> Written exercise
Can you copy the concert notes below from the part that starts with "The horn of Wolfgang" through the part that ends with "delight of composers.", renaming "valves" as "pistons"?

> Passage to read
========================

Martin’s Concerto for Seven Wind Instruments, Percussion and Strings was written in 1949, when the composer was 59. It features seven wind soloists who each play in turn at the beginning of the first movement. The structure of this opening section owes a debt to the Baroque concerto grosso form because there are alternating sections of solo passages and orchestral material. Martin introduces each of the solo instruments in this order: oboe, clarinet, horn, trumpet, trombone, bassoon and flute. This sequence is repeated at the end of the movement, bringing it to a close. The main theme is energetic, and a lyrical melody provides contrast during the development of the musical material.
The second movement unfolds over an ostinato, or repeated rhythmic-melodic figure, in the lower instruments. The word ostinato comes from the Italian for “stubborn” or “obstinate,” and its steadiness is contrasted in this movement with agitated passages in the higher instruments. The last movement is a scherzo featuring virtuosic solos. The middle section of the final movement has an extended episode for percussion. The piece ends with a lively recap of the main scherzo theme. Drawing upon Classical and Baroque styles as well as Romantic harmony and chromaticism, the style of this concerto emerges as something wholly unique — a sound that was completely Frank Martin.
The horn of Wolfgang Amadeus Mozart’s time was quite a bit different than today’s modern horn. The most significant difference is the presence of valves on the modern instrument allowing the player to change pitches more easily and have access to chromatic notes. The horn of Mozart’s time changed pitch primarily through change in a player’s air stream and embouchure (the shape and pressure of the lips against the mouthpiece), and through other physical alterations of the tube length, such as adjusting the hand position inside the horn’s bell. Accuracy of pitch — hitting the right notes — was a central issue for horn players, especially in the higher range. The earliest horns, called “natural horns,” could only play in certain keys, and then only certain notes in the overtone series. By the time Mozart was writing, horn players were able to play melodies, much to the delight of composers.

========================

> Record excerpts
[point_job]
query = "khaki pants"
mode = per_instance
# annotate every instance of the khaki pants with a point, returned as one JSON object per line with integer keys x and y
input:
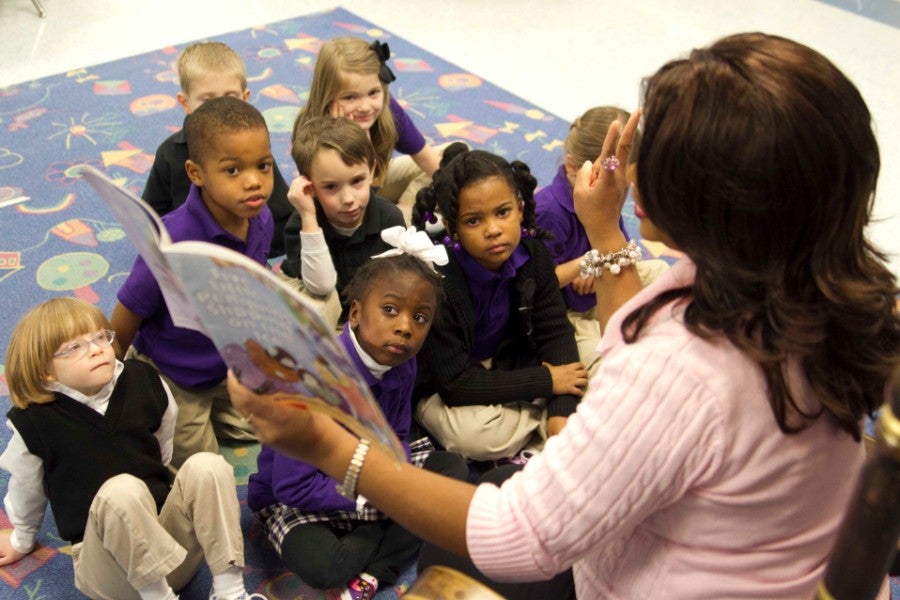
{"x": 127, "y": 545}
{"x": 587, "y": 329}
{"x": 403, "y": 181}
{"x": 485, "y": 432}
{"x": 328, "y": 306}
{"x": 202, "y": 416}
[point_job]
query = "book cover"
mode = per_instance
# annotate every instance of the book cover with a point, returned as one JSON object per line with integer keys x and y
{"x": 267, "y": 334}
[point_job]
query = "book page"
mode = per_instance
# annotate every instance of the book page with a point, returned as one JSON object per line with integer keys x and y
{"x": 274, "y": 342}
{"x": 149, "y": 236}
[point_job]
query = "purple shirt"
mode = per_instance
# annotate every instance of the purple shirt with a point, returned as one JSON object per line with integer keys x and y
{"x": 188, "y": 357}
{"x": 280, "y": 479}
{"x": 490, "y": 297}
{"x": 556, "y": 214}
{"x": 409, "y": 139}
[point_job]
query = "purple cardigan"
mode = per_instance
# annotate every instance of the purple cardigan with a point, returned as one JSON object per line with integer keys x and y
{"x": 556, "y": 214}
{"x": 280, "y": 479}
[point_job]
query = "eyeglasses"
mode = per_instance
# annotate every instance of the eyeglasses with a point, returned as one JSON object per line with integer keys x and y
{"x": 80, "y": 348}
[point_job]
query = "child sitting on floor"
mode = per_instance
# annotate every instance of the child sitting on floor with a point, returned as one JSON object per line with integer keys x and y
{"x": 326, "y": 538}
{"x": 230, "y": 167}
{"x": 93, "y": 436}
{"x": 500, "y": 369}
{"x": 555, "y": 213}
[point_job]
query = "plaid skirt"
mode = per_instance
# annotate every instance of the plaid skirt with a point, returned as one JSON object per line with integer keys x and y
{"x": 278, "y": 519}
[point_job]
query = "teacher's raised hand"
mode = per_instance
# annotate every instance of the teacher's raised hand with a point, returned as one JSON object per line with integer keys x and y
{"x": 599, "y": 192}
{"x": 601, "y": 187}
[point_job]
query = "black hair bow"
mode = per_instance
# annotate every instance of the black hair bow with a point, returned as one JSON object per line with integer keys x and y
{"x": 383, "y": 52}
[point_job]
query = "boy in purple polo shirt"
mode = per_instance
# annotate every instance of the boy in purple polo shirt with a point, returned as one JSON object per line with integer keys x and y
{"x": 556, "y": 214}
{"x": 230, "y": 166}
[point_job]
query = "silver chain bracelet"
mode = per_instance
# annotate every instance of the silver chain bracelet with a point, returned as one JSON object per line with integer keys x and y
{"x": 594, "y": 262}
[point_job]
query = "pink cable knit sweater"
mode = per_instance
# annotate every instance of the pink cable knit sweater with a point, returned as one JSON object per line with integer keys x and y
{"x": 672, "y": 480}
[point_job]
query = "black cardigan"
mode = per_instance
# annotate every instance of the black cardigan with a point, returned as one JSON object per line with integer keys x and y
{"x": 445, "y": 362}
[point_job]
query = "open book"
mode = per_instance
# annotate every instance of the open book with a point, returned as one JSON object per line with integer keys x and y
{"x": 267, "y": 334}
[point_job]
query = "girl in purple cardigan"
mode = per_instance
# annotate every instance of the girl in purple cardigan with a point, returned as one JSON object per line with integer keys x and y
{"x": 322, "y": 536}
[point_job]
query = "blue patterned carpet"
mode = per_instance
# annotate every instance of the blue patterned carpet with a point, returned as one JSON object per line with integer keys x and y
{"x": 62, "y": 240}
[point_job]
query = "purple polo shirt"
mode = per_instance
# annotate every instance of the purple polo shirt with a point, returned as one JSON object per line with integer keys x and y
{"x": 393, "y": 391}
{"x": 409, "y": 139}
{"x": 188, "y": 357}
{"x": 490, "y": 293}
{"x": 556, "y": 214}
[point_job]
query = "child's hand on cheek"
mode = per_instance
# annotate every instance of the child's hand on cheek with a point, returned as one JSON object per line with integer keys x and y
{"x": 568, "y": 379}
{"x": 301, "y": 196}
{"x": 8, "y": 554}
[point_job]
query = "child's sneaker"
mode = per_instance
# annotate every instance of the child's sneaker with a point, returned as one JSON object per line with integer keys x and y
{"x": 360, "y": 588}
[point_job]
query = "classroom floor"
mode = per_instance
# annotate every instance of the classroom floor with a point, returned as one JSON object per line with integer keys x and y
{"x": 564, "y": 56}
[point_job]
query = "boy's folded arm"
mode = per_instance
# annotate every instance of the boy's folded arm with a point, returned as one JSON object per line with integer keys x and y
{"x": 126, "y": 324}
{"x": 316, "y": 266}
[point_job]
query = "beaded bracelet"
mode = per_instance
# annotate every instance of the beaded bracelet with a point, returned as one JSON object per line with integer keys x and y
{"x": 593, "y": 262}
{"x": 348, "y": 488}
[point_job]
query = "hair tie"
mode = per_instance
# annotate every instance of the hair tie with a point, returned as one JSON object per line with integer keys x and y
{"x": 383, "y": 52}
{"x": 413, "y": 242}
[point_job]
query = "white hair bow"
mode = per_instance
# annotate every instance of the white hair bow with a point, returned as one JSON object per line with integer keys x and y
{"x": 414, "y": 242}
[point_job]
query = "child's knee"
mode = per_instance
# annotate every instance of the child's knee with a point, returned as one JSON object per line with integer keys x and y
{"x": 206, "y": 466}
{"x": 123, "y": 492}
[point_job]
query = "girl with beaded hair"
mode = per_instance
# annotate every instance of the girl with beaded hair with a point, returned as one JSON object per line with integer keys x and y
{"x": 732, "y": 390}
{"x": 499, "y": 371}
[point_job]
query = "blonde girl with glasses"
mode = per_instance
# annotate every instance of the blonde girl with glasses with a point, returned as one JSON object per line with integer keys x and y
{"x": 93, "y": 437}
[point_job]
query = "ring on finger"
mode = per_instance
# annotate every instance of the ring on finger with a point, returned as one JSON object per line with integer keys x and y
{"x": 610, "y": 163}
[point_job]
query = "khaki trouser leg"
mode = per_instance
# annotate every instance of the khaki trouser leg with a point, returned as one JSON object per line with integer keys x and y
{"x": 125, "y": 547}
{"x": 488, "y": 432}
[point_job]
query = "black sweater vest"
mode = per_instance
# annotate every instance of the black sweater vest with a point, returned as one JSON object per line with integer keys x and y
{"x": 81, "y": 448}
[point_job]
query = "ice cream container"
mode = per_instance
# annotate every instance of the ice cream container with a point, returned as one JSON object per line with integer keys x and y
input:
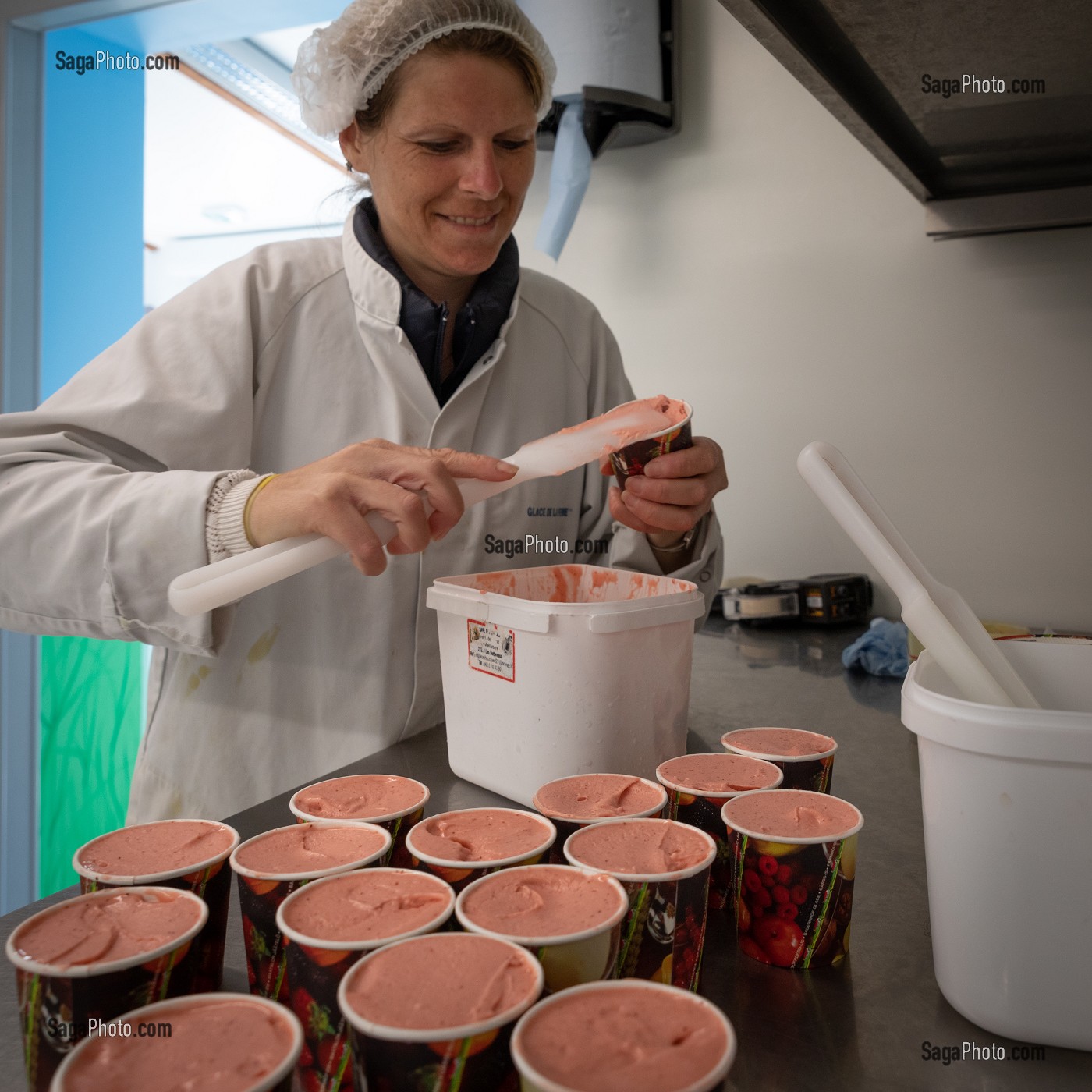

========================

> Written response
The horn of Wolfgang Amadeus Mozart’s time was quite a bit different than today’s modern horn. The most significant difference is the presence of pistons on the modern instrument allowing the player to change pitches more easily and have access to chromatic notes. The horn of Mozart’s time changed pitch primarily through change in a player’s air stream and embouchure (the shape and pressure of the lips against the mouthpiece), and through other physical alterations of the tube length, such as adjusting the hand position inside the horn’s bell. Accuracy of pitch — hitting the right notes — was a central issue for horn players, especially in the higher range. The earliest horns, called “natural horns,” could only play in certain keys, and then only certain notes in the overtone series. By the time Mozart was writing, horn players were able to play melodies, much to the delight of composers.